**Selected passage:**
= = = =
Then he looked at a copy of the owner's passport and said, "Gee, this guy is 91," as if he'd be an unlikely source of contraband.
On this occasion, an elderly friend considered the snowbird services but they limit contents to the trunk and the floor of the back seat and he and his wife needed to fill the car, a 2007 Buick Lucerne CR/CXL.
It was a cushy ride and he offered more flexibility in time and would pay all my expenses, including return airfare, gas, meals and accommodation for two nights. That worked out to almost $700, better for me and better for him than the $850 Toronto Driveaway charges and the $800 Cars to Florida bills.
When returning the Lexus to Toronto, I had to stretch my $300, the amount I received from Toronto Driveaway.
But a cheap flight south to pick up the car and some economy motels made it possible to handle all travelling expenses.
In each of three trips delivering cars I added a few days of pure holiday, taking in spring training baseball, checking out Miami's South Beach, and exploring Fort Myers and St. Augustine.
As for misadventures, Toronto Driveaway's Coady doesn't like to dwell on them, but he does recall a comical episode when he was moving newer, used vehicles to British Columbia.
"The driver was taking a Cadillac convertible to Vancouver. He stopped at an orchard and as he was helping himself to some apples a horse came out of a field and began to eat the convertible top."
The owner's insurance took care of the damage.
Toronto Driveaway has a limited number of cars available for Arizona, California and western Canada too, but Florida destinations are the prime business.
= = = =
**Given entries:**
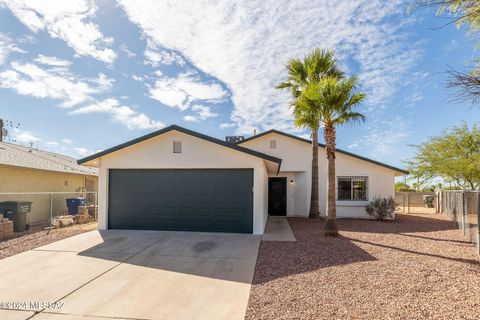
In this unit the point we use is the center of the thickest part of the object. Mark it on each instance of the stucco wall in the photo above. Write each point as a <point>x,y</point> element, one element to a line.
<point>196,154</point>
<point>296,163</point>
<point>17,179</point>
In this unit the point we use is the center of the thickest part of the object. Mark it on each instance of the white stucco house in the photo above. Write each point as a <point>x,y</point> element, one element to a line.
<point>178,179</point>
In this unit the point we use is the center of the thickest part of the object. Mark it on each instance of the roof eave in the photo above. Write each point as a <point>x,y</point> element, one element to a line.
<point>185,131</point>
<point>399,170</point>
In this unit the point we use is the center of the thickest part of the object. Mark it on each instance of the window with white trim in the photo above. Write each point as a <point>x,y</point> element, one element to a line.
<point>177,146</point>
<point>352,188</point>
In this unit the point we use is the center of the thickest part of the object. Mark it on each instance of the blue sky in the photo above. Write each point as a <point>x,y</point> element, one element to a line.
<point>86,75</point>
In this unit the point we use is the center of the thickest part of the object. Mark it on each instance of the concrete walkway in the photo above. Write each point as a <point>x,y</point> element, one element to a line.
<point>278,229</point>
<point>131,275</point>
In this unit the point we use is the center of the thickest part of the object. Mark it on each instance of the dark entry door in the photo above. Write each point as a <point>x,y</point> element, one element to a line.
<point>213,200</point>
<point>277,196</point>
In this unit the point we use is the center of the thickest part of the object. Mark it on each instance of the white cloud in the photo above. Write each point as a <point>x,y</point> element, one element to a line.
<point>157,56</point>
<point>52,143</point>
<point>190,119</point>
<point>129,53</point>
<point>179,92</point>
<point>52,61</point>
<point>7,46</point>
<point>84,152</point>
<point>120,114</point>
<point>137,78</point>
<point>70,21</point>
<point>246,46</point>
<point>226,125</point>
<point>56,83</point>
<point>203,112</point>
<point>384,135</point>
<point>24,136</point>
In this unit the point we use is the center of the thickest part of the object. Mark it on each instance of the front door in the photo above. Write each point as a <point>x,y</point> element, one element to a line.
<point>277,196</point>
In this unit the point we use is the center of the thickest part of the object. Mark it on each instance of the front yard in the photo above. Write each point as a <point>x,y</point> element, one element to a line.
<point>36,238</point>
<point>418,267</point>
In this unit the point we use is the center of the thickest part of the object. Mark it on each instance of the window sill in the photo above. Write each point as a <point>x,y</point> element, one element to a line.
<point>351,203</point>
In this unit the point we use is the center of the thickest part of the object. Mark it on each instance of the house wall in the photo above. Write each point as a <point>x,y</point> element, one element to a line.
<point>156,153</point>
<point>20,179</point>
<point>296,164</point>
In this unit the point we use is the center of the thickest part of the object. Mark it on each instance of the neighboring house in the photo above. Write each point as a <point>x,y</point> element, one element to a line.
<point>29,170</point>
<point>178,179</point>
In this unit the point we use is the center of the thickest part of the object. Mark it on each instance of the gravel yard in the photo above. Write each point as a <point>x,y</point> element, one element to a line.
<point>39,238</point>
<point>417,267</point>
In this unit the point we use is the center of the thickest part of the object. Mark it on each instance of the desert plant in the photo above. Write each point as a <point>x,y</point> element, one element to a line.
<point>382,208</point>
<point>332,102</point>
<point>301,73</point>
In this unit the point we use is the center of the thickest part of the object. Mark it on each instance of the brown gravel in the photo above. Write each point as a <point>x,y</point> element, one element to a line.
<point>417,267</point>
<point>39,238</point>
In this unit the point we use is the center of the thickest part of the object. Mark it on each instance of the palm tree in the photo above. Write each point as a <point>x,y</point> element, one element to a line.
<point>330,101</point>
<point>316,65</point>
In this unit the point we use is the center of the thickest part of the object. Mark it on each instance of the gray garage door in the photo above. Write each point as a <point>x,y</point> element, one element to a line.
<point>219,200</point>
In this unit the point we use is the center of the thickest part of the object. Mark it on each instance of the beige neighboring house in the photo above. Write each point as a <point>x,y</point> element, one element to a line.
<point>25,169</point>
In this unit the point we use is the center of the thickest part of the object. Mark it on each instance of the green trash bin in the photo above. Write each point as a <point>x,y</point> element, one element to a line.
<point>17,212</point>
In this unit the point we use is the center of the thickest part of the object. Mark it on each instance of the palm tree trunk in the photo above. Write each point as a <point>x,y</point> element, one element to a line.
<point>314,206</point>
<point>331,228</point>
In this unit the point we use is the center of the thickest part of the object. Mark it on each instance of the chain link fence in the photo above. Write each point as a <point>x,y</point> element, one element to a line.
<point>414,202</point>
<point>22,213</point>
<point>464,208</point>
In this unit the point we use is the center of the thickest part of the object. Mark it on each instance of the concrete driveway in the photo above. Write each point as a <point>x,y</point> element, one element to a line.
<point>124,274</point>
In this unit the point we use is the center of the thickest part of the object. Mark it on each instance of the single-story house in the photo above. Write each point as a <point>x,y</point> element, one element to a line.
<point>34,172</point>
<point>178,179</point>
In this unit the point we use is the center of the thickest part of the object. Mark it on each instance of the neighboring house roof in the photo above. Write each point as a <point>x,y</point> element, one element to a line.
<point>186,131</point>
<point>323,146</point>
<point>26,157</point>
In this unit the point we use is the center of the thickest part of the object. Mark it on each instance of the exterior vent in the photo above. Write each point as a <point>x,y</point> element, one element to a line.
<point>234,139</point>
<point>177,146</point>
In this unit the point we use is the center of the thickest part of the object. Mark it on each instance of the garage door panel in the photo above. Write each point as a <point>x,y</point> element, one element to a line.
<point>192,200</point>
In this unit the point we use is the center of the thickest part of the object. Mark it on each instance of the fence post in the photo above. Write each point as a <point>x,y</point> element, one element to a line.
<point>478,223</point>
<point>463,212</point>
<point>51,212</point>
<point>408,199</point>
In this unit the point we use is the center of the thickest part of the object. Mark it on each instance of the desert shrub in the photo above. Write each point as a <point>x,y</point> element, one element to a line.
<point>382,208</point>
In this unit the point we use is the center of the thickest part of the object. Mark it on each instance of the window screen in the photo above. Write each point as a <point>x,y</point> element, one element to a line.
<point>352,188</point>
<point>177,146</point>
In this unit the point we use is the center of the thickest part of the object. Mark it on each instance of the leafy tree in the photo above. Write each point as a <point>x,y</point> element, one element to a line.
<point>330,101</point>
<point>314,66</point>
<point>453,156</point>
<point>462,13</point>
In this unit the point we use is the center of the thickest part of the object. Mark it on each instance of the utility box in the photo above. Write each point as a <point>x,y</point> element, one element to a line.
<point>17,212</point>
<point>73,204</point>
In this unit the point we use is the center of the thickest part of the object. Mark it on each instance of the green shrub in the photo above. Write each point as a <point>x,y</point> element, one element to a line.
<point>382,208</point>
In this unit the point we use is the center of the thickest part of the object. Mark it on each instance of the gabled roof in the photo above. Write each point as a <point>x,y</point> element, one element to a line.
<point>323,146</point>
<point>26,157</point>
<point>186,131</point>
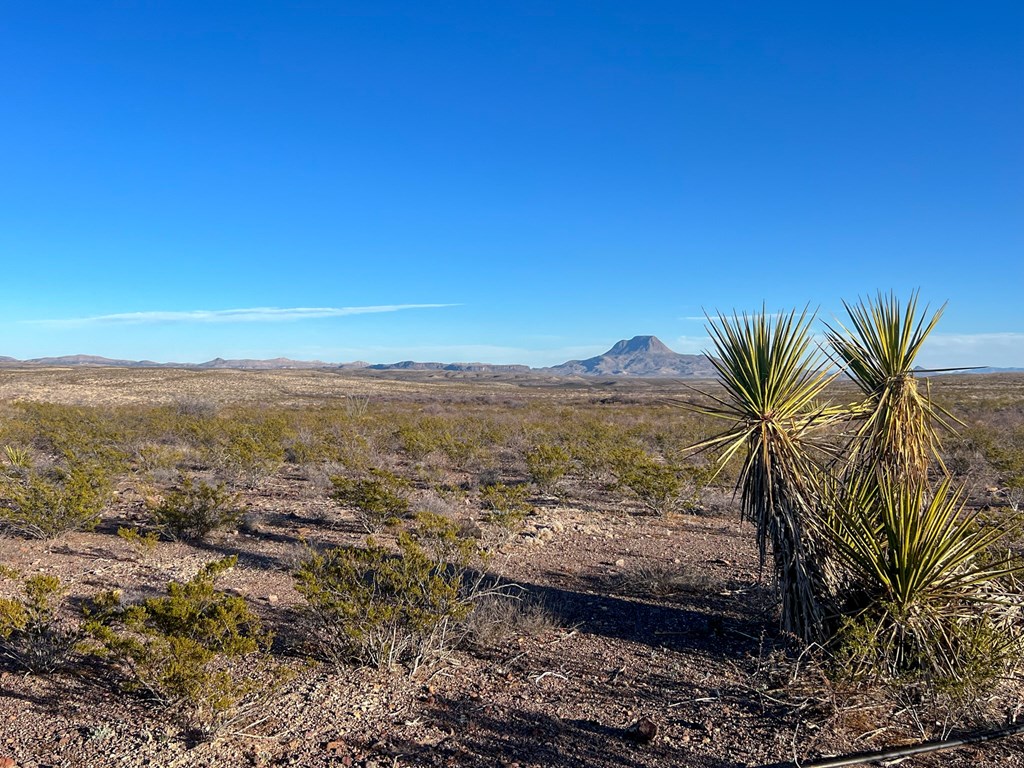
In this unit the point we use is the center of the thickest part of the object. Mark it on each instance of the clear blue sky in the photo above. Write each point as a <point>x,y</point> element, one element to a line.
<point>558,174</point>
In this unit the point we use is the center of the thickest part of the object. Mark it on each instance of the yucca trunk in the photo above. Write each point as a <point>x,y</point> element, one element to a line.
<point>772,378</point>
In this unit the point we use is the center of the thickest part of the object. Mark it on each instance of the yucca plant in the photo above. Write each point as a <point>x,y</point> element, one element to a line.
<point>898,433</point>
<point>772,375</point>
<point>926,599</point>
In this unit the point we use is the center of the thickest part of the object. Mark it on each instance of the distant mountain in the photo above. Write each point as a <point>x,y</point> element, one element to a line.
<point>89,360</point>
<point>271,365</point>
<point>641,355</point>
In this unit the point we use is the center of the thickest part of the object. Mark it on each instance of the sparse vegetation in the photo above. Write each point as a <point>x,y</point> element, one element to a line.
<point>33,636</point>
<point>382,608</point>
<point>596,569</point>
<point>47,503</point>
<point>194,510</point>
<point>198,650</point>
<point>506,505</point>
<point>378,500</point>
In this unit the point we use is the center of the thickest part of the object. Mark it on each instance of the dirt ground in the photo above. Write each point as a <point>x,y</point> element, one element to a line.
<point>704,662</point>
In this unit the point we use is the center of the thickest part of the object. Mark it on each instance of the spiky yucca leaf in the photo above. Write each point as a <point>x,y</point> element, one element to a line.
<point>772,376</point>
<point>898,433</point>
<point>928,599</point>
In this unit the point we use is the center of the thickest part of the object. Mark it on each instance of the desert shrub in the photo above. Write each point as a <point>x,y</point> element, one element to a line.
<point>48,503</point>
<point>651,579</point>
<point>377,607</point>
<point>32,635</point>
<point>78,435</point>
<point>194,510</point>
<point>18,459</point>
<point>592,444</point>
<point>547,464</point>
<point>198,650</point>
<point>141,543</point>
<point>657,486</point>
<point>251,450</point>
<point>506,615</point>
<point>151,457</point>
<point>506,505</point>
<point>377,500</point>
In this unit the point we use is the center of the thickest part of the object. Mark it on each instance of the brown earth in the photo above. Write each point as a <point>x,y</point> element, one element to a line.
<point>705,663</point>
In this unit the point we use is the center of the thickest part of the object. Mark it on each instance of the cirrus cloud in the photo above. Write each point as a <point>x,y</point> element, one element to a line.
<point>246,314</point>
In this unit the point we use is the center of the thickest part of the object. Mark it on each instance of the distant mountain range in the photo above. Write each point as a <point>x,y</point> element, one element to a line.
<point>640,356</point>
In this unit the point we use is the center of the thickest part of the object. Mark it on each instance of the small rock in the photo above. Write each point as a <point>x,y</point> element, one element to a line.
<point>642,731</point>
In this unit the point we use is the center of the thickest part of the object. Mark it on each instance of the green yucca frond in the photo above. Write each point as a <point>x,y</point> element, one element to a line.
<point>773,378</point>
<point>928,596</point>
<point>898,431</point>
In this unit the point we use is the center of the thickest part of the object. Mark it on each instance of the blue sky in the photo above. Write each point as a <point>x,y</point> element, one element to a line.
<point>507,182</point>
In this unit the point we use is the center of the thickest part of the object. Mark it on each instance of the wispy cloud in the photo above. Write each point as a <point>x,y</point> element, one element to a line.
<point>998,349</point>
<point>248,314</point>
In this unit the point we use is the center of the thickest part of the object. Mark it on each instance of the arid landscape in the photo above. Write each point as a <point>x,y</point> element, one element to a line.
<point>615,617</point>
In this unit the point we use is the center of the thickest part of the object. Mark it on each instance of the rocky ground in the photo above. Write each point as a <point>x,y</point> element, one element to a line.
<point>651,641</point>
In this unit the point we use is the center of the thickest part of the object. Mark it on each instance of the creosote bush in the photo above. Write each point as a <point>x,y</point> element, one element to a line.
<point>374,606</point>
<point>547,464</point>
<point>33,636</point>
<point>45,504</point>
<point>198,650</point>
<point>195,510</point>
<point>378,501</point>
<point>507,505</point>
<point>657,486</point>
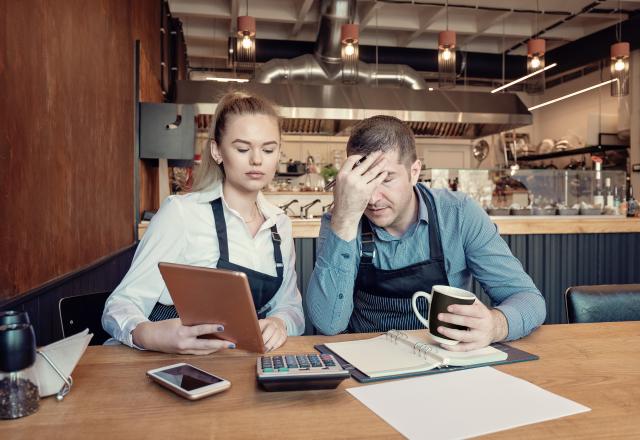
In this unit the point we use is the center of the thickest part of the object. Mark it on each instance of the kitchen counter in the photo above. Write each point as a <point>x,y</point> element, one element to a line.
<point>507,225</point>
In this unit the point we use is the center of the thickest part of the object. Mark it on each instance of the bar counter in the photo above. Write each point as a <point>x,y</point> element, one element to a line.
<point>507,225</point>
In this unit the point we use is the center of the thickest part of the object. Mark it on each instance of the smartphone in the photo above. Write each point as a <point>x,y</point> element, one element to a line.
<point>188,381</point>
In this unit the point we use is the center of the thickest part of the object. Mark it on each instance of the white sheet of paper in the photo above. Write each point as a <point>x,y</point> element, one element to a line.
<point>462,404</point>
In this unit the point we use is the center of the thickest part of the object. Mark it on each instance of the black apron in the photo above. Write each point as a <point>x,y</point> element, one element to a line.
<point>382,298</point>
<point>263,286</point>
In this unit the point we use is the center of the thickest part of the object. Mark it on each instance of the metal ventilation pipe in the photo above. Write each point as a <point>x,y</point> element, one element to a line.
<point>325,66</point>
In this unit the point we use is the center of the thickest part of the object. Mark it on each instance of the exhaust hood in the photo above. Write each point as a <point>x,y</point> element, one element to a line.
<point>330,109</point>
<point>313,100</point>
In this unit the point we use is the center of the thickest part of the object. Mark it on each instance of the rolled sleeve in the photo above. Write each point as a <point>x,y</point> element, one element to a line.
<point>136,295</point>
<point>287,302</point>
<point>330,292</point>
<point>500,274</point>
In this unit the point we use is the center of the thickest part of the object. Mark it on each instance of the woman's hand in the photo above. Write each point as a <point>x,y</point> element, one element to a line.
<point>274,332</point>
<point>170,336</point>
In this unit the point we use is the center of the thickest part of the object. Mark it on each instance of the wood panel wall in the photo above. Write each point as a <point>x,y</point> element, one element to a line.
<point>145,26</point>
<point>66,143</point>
= = = =
Repeat, word for word, the part of the car-delivery passage above that runs from "Then he looked" down to "Buick Lucerne CR/CXL.".

Then he looked at a copy of the owner's passport and said, "Gee, this guy is 91," as if he'd be an unlikely source of contraband.
On this occasion, an elderly friend considered the snowbird services but they limit contents to the trunk and the floor of the back seat and he and his wife needed to fill the car, a 2007 Buick Lucerne CR/CXL.